*Problem*: Extract each line of the records that contains the string "spectator". Treat uppercase and lowercase as different.

*Listed records*:
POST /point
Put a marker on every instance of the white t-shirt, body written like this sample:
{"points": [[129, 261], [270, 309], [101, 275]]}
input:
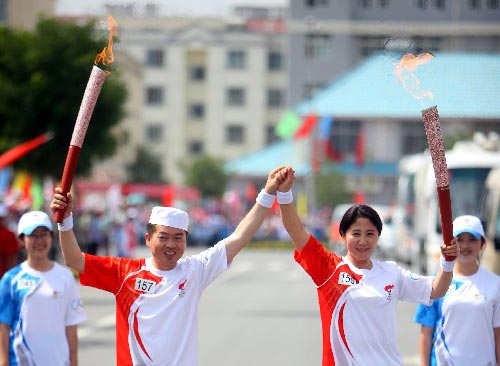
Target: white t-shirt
{"points": [[38, 306], [463, 321], [157, 311], [358, 306]]}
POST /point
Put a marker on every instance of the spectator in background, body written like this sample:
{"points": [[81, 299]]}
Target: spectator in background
{"points": [[9, 246], [463, 327], [40, 303]]}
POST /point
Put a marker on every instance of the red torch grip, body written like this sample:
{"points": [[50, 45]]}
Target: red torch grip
{"points": [[67, 178], [446, 216]]}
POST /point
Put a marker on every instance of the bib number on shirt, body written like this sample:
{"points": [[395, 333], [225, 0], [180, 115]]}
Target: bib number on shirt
{"points": [[346, 279], [144, 285]]}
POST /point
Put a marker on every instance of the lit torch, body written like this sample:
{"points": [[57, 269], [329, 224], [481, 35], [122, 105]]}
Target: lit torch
{"points": [[89, 100], [404, 71]]}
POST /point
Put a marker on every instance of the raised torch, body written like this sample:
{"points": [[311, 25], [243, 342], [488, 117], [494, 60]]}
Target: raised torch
{"points": [[89, 100], [436, 147]]}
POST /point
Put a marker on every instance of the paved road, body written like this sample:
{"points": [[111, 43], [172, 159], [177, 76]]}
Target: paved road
{"points": [[263, 311]]}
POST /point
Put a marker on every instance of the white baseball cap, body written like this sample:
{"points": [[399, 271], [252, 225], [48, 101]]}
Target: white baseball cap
{"points": [[169, 216], [468, 224], [31, 220]]}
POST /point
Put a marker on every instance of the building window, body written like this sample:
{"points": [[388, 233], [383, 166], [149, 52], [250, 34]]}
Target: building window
{"points": [[474, 4], [314, 3], [154, 58], [195, 148], [422, 4], [197, 73], [365, 3], [274, 61], [235, 134], [236, 59], [440, 4], [235, 97], [317, 45], [154, 132], [270, 135], [197, 111], [492, 4], [154, 95], [345, 135], [413, 137], [274, 98], [310, 89]]}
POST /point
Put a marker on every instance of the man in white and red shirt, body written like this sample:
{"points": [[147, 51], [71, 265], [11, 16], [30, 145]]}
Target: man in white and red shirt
{"points": [[157, 297]]}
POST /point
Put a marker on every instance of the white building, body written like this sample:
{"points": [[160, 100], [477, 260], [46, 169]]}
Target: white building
{"points": [[207, 86]]}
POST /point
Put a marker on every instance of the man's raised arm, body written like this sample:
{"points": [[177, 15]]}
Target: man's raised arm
{"points": [[72, 253]]}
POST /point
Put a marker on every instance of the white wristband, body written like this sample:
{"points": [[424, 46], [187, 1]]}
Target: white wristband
{"points": [[67, 223], [265, 199], [284, 198], [446, 266]]}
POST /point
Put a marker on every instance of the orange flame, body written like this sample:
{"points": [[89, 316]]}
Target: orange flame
{"points": [[106, 57], [404, 72]]}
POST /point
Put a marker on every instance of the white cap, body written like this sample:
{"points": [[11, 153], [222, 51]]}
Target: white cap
{"points": [[3, 210], [468, 224], [169, 216], [31, 220]]}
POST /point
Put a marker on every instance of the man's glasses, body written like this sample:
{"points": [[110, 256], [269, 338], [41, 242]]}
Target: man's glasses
{"points": [[43, 236]]}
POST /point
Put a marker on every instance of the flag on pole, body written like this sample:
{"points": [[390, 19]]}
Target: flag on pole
{"points": [[332, 153], [325, 127], [307, 126], [287, 125], [17, 152], [359, 151]]}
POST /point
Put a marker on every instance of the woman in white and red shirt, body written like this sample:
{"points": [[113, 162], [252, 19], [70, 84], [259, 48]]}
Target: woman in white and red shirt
{"points": [[358, 294]]}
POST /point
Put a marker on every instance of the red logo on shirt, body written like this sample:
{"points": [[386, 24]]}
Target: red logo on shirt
{"points": [[388, 289], [182, 291]]}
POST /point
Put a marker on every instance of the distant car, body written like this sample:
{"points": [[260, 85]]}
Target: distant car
{"points": [[386, 242]]}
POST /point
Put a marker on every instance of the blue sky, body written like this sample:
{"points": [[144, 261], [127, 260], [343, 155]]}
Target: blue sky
{"points": [[167, 7]]}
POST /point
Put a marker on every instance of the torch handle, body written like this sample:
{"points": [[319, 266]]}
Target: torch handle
{"points": [[67, 178], [446, 216]]}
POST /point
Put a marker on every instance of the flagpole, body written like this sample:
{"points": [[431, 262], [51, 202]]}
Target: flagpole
{"points": [[314, 166]]}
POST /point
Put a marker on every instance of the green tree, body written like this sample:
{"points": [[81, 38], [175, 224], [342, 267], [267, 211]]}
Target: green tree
{"points": [[207, 174], [330, 189], [449, 140], [43, 76], [146, 168]]}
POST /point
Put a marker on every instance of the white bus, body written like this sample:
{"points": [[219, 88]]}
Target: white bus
{"points": [[403, 218], [490, 214], [469, 165]]}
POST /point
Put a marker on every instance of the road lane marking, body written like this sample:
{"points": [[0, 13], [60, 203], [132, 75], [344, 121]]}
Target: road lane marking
{"points": [[101, 323]]}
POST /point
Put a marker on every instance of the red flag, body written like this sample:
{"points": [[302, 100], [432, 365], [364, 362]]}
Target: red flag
{"points": [[20, 150], [359, 152], [331, 153], [307, 126]]}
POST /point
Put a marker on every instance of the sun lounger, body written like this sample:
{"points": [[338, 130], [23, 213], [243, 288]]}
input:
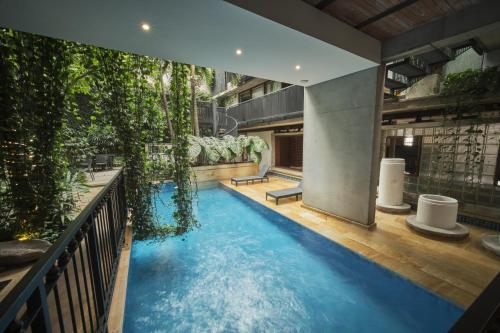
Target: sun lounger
{"points": [[260, 176], [286, 193]]}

*In response*:
Put a marker on every instance of the spectator in background, body written like this sample:
Target: spectator in background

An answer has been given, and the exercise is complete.